Ich kann mir keinen englischen Satz vorstellen, wo _insights of research_ passen würde. Da müsstes du ein Beispiel geben.


jedna said:


> Erkenntnis der Lage


Es gibt den Ausdruck _die_ _Kenntnis der Lage_ und _das Erkennen der Lage_ aber nicht _die_ _Erkenntnis der Lage_.

Aber von diesen Details abgesehen, scheinst Du keine Aussage zu bestätigen, das _insight_ immer konkret ist.


----------



## Hutschi

Ich schreibe jetzt Deutsch, weil ich das Englisch nicht genau genug kann, Löwenfrau kann ja recht gut deutsch.

Erkenntnis ist sowohl ein Prozess als auch das Ergebnis des Prozesses.
Wissen ist die Kenntnis von Fakten und Beziehung von Fakten.

## [ERFASSTE DATEN]
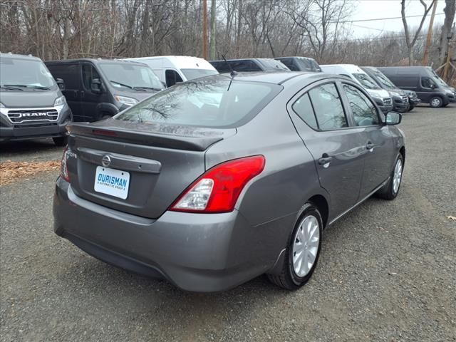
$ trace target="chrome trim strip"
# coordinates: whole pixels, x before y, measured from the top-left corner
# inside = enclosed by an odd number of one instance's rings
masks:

## [AUFGABE]
Setze die Forumsdiskussion über „Erkenntnis“ und „insight“ nach ihrem letzten Satz fort. Die Daten stammen aus einer anderen Quelle als der Artikel.

## [ANTWORT]
Bei Erkenntnis kommen Gefühle und Betrachtungen über die Wahrheit dazu.

"Jemandem wird Erkenntnis" betrachtet den Umschlag: noch keine Erkenntnis -> Erkenntnis.
Oft geschieht das als "Erleuchtung" (Man erkennt etwas plötzlich, ohne zu wissen warum. Heureka!)
Oder es geschieht als Einsicht. (eine schwächere Form der Erleuchtung zusammen mit begründetem Wissen bzw. Glauben.)
(Wissen wurde lange als begründeter wahrer Glauben aufgefasst, was aber zu Paradoxien führt.)

"Jemandem wird Erkenntnis" betrachtet zugleich den unbewussten Erkenntnisprozess. Jemand erkennt etwas - hier scheint es eher ein bewusster, aktiver  Prozess zu sein.

Man muss auch "nur der das Glück verachtet" mit betrachten, denn es definiert den Kontext mit.
Glück: es hat zwei wesentliche Bedeutungen: 1. den mentalen Zustand glücklich zu sein und die entsprechenden Bedingungen. 2. den zufälligen Status, dass die glückliche von mehreren Möglichkeiten zufällig eintritt.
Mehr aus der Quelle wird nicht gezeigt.